▶ [What you should do] Leave out any picture and return the remaining listing below exactly as given.

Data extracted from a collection

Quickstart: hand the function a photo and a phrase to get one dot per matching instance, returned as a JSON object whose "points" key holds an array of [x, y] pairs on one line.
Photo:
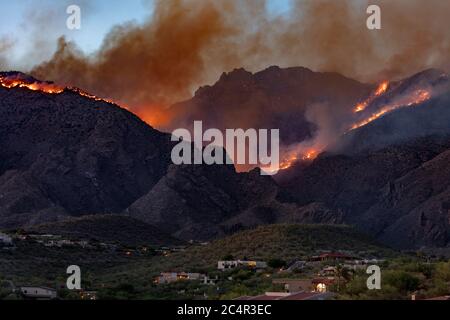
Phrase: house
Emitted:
{"points": [[38, 293], [323, 284], [296, 265], [331, 256], [226, 265], [328, 271], [170, 277], [210, 281], [88, 295], [295, 285], [5, 239], [289, 296]]}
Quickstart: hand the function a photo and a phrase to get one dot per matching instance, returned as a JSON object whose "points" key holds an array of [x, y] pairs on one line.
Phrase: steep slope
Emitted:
{"points": [[69, 154], [272, 98], [191, 201], [388, 177], [107, 228]]}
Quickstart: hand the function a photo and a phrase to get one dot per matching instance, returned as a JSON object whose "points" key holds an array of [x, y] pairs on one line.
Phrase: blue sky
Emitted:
{"points": [[98, 16]]}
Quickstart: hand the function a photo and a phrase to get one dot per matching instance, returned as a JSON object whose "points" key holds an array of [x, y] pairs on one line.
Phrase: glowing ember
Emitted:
{"points": [[22, 81], [15, 82], [417, 97], [382, 88]]}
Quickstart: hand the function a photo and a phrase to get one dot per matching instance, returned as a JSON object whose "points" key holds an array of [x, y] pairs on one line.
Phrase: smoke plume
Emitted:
{"points": [[188, 43]]}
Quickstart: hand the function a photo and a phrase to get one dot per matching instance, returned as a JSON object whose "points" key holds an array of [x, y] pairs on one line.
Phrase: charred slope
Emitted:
{"points": [[107, 228], [67, 154], [272, 98]]}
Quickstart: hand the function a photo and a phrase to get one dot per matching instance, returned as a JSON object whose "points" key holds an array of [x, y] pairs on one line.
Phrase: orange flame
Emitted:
{"points": [[382, 88], [42, 86], [417, 97], [35, 86]]}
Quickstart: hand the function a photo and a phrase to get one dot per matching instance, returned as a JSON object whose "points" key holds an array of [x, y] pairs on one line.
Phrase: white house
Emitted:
{"points": [[226, 265], [5, 239], [169, 277], [39, 293]]}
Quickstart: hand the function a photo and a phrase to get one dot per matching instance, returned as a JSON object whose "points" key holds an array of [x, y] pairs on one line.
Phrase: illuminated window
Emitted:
{"points": [[321, 287]]}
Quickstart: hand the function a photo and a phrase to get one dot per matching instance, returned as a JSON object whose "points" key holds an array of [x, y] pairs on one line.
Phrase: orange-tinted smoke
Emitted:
{"points": [[188, 43]]}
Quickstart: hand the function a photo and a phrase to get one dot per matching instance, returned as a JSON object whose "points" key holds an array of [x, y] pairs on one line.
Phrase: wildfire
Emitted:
{"points": [[18, 80], [15, 82], [382, 88], [417, 97], [293, 158]]}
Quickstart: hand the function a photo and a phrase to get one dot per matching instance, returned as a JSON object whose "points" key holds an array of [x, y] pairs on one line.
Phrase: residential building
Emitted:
{"points": [[289, 296], [5, 239], [295, 285], [38, 293], [226, 265], [170, 277]]}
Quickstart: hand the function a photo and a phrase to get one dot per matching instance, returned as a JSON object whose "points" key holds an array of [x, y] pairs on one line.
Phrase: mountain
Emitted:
{"points": [[389, 177], [272, 98], [66, 154], [109, 228]]}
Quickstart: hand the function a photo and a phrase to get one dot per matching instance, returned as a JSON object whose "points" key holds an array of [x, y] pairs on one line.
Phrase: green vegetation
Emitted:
{"points": [[117, 275]]}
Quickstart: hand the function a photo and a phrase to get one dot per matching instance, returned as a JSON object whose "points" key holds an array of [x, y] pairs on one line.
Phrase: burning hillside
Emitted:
{"points": [[14, 79], [385, 98]]}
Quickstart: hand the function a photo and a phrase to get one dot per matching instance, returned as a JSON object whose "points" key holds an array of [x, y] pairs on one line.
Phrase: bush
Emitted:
{"points": [[276, 263]]}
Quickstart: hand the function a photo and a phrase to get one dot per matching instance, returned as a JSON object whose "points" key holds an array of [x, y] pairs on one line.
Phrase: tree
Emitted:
{"points": [[276, 263]]}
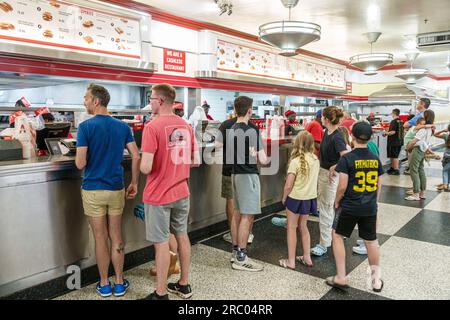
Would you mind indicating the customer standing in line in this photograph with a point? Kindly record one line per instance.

▶ [Answer to the exercise]
Quickstart: hand the function a photo and a phrase to get one dot per matching instance, returned as a JSON object whose "points" key holds an array of [x, y] pairs on one line.
Photo:
Phrase: house
Emitted:
{"points": [[38, 293], [323, 284], [296, 265], [331, 256], [226, 265], [328, 271], [170, 277], [210, 281], [88, 295], [295, 285], [5, 239], [289, 296]]}
Quickstart: hand the function a photo and a phrase to get one dot per matching instance, returned as a JSON object whose "points" key holds an array of [x, y] pairs on one line.
Phrase: steep slope
Emitted:
{"points": [[69, 154], [272, 98], [191, 201], [388, 177], [107, 228]]}
Quickstart: hand the function a photo and a phrase to get one dot per matching instance, returned as a JSON object whose "points" key holds an array of [x, y] pairs on one line.
Phrase: blue sky
Emitted:
{"points": [[98, 16]]}
Quickstart: hand the function a photo and a phrase to get one dot per matching instance, returned as a JSON object whose "points" key holds an array of [x, y] pairs on one line.
Phrase: glowing ember
Emitted:
{"points": [[22, 81], [15, 82], [417, 97], [382, 88]]}
Quickstart: hand the function a photo and a phrase to get one dot per matching instance, returned as a JSON object whose "points" key holds an array of [x, y] pairs on one line.
Phrase: smoke plume
Emitted:
{"points": [[188, 43]]}
Quickstart: hand the function a photo and a phrase to get one dot per matching instance, returned as a JSON object whose "points" key holds an array of [x, y] pairs on one line.
Phrase: charred slope
Emitted:
{"points": [[107, 228], [67, 154], [272, 98]]}
Quickstart: hand the function a photo and a phrase to get one dot per matching instance, returned as a JSON object whose "points" key holds an array of [x, y] pairs on one line.
Phrase: orange flame
Emitted:
{"points": [[382, 88], [42, 86], [417, 97], [35, 86]]}
Quickstart: hand the function a photo and a phrase to get one dot per matching instance, returned as a JSON object whose "points" key holds an array of [x, y] pairs on one line.
Phrase: white house
Emitted:
{"points": [[226, 265], [5, 239], [169, 277], [39, 293]]}
Quickstart: hand the function a photo and a phrase to get one dot per matching instance, returned as a JSON object whose "points" key holds an array of [x, y] pairs on one line.
Phrase: illuminated window
Emitted:
{"points": [[321, 287]]}
Quickstart: hand the function a photo and a phrase to get one dot per matching instance, returned as a JSON object whose "points" key holds an array of [x, y] pairs on one line.
Phrase: orange-tinted smoke
Emitted:
{"points": [[188, 43]]}
Quickstart: hand the function a photo and a phrase to get one dot per matching instance, returned as a JSON object whose "points" key holds an array of [x, y] pairs on one line.
Phrase: wildfire
Emitted:
{"points": [[18, 80], [15, 82], [382, 88], [417, 97], [293, 158]]}
Quickstart: hand the function a photo and a phrase to get one dot per matching instance, returned as a JSON object whose "points" key holds an array of [x, y] pairs on one line.
Phrase: residential building
Emitted:
{"points": [[289, 296], [5, 239], [295, 285], [38, 293], [226, 265], [170, 277]]}
Quickstart: hand the function a photo and a phrase to get one dot per matching instance, returned as a JSON object whose "points" key holds an array of [x, y] pairs on one line.
Phrase: mountain
Emitted:
{"points": [[389, 177], [272, 98], [66, 154], [109, 228]]}
Quickstart: hand the function a photo and a phrase to get one dot per matching instance, returned as a JSON object whose "points" key holds an array of [x, y] pairs on one line.
Phrase: green vegetation
Emitted:
{"points": [[117, 275]]}
Quickstart: hand the function a photo and a phrase to get one dot per matching instance, returned as a JSON object whose "points" key holds an array of [x, y] pairs on one line.
Phrase: burning hillside
Emitted:
{"points": [[14, 79], [385, 98]]}
Quickstart: hand the function a photo and a phrase to get one dot per matching instance, returned as a JSON object whose "points" key holds an array of [x, y] pairs on one line.
Phrase: bush
Emitted:
{"points": [[276, 263]]}
Quickstart: hand the function a photo and a phrase to get one dot per matching instance, returned as a JSON object whose "points" key holds an array of [x, y] pairs on one line.
Phrase: tree
Emitted:
{"points": [[276, 263]]}
Would you mind indicating the customer standing in line in this photograph with a point? Kindly record one line per instance.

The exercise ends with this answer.